◆ Selected passage ◆
>>>>

Dr. Hilana Sedarous (1904-1998) was a Coptic Egyptian physician. She was the first woman to become a doctor in Egypt.

==Education==
After finishing her primary education, Hilana Sedarous enrolled at "Madraset Al Saneyah" (a girls' boarding school in Cairo). She later went to a teacher training university, where after 2 years (in 1922), she received a scholarship and was sent with 5 other female Egyptian students to London to study mathematics. She, along with Zainab Kamel, were considered to be the first female Egyptian students to be sent to study in England. She also enrolled at London School of Medicine, where she became a certified physician and finished her doctorate in 1930.

== Career ==
Dr. Sedarous returned to Egypt becoming the first female doctor in Egypt. She worked in Kitchener Hospital (Shoubra General Hospital), Cairo, carrying out her surgical procedures at the Coptic Hospital. She also opened a private clinic. She specialized in obstetrics and gynaecology.

<<<<

◆ Requirement 1 ◆
Please quote the part of the Hilana Sedarous passage that opens with the words containing "Dr. Hilana Sedarous" and closes with "doctorate in 1930.".
◆ Requirement 2 ◆
Extend the account of Hilana Sedarous's life from the point where it stops.

◆ Stored items ◆
>>>>

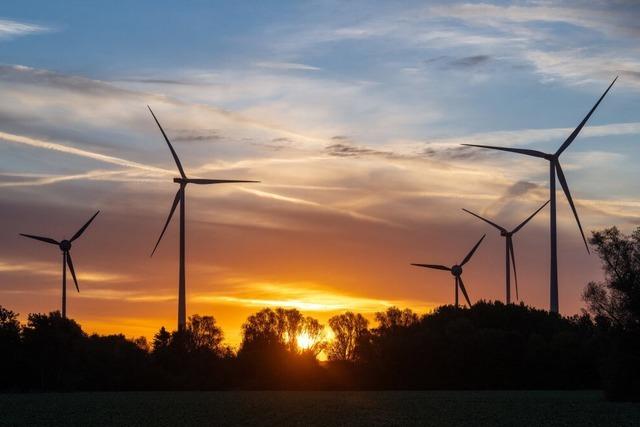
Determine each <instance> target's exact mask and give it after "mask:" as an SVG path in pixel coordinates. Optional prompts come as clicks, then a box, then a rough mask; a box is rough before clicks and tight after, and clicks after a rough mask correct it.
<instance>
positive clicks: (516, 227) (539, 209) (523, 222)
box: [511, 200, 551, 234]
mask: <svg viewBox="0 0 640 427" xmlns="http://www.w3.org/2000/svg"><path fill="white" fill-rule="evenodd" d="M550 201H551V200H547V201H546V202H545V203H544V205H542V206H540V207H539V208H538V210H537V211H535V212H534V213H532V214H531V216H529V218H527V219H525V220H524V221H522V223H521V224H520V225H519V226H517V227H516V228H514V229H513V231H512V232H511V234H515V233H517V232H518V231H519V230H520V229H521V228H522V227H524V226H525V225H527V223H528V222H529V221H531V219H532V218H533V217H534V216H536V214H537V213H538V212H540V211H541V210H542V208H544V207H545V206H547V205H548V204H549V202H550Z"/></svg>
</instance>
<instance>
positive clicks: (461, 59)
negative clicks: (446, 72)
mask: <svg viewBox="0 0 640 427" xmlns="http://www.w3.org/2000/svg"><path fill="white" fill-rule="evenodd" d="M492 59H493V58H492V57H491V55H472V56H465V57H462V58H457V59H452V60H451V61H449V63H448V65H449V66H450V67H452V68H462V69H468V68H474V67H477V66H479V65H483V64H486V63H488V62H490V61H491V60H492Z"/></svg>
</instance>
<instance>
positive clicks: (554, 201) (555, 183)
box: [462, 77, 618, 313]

<<<<
>>>>

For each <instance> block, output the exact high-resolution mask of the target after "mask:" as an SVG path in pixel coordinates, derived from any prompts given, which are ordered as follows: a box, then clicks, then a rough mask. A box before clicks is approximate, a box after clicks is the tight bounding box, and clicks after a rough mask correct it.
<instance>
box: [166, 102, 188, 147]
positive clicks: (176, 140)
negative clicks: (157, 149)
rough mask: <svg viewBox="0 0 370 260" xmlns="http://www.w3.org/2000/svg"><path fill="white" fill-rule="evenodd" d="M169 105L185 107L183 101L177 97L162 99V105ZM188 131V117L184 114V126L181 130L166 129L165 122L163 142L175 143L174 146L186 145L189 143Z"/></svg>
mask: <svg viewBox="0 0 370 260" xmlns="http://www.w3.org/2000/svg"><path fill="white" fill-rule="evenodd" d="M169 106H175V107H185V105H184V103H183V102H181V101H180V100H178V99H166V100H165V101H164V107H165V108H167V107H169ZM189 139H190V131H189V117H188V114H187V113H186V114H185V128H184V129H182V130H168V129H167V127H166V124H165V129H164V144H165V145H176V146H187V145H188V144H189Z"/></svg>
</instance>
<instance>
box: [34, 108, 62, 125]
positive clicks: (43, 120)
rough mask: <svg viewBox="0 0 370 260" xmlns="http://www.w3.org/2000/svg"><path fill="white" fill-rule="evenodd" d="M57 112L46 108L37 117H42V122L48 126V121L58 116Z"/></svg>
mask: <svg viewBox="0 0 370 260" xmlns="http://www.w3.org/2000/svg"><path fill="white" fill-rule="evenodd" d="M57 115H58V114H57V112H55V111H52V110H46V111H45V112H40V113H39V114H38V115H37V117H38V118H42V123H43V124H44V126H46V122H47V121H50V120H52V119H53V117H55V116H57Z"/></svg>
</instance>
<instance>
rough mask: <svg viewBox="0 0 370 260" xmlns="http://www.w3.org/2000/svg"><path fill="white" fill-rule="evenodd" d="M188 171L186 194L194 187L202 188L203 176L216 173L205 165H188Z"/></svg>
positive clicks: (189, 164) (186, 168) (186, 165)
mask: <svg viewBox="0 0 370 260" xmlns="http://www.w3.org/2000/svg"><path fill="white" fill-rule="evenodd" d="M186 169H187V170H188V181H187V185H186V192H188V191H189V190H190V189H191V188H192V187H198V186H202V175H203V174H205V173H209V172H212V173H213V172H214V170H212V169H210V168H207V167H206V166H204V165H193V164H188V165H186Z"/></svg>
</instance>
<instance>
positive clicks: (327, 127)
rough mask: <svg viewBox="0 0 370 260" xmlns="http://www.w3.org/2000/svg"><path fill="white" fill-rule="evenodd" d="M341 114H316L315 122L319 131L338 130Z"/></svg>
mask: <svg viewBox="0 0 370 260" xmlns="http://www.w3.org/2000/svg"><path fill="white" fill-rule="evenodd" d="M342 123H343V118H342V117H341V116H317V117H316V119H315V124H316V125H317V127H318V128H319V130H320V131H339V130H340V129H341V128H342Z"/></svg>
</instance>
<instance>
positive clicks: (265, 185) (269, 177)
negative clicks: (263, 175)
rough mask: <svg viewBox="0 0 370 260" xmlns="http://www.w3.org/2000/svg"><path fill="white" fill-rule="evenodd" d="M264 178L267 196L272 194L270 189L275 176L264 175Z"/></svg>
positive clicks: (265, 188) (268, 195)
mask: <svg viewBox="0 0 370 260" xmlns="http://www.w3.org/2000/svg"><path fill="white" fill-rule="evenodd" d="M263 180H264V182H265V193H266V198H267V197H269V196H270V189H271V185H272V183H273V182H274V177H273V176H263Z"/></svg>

<<<<
>>>>

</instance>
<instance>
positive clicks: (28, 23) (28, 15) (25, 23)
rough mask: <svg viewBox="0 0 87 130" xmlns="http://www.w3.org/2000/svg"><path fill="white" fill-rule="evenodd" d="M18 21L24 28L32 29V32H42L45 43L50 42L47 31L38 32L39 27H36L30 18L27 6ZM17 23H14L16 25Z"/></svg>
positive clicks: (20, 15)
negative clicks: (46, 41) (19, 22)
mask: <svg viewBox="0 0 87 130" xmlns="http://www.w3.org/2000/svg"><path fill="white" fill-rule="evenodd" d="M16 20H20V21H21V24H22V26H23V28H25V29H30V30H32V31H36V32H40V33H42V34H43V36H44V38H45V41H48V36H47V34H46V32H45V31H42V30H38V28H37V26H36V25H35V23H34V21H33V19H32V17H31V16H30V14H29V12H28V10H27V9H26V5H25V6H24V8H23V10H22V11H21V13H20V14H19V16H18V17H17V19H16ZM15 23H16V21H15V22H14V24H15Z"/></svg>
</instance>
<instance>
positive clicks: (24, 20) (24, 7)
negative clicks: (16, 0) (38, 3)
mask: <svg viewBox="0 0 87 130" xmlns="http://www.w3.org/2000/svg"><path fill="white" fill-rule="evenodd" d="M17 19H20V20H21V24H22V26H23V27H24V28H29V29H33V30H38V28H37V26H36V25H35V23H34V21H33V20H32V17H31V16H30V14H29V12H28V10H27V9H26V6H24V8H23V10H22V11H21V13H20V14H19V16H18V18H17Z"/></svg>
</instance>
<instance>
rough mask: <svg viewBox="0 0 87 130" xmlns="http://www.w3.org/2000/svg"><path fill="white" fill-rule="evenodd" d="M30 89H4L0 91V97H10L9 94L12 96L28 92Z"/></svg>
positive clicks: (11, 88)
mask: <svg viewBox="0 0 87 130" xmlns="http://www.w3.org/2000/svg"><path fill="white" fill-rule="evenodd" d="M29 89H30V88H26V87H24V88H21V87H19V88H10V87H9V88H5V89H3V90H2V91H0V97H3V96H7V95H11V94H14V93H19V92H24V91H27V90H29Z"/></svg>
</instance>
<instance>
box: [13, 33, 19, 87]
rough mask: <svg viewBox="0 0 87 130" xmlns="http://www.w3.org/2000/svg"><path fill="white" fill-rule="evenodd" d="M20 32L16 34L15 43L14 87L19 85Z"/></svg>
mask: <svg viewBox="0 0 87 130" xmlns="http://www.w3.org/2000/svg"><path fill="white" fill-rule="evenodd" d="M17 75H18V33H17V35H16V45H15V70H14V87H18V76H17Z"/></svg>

<<<<

◆ Exercise response 1 ◆
Dr. Hilana Sedarous (1904-1998) was a Coptic Egyptian physician. She was the first woman to become a doctor in Egypt.

==Education==
After finishing her primary education, Hilana Sedarous enrolled at "Madraset Al Saneyah" (a girls' boarding school in Cairo). She later went to a teacher training university, where after 2 years (in 1922), she received a scholarship and was sent with 5 other female Egyptian students to London to study mathematics. She, along with Zainab Kamel, were considered to be the first female Egyptian students to be sent to study in England. She also enrolled at London School of Medicine, where she became a certified physician and finished her doctorate in 1930.

◆ Exercise response 2 ◆
== Retirement ==
Dr. Sedarous retired in her seventies. After retiring, she dedicated herself to translating stories and books for children. Dr. Sedarous was well known for her selflessness and generosity, and she had a soft spot for orphans and orphanages. She donated most of her massive wealth throughout her lifetime to all sorts of charitable causes.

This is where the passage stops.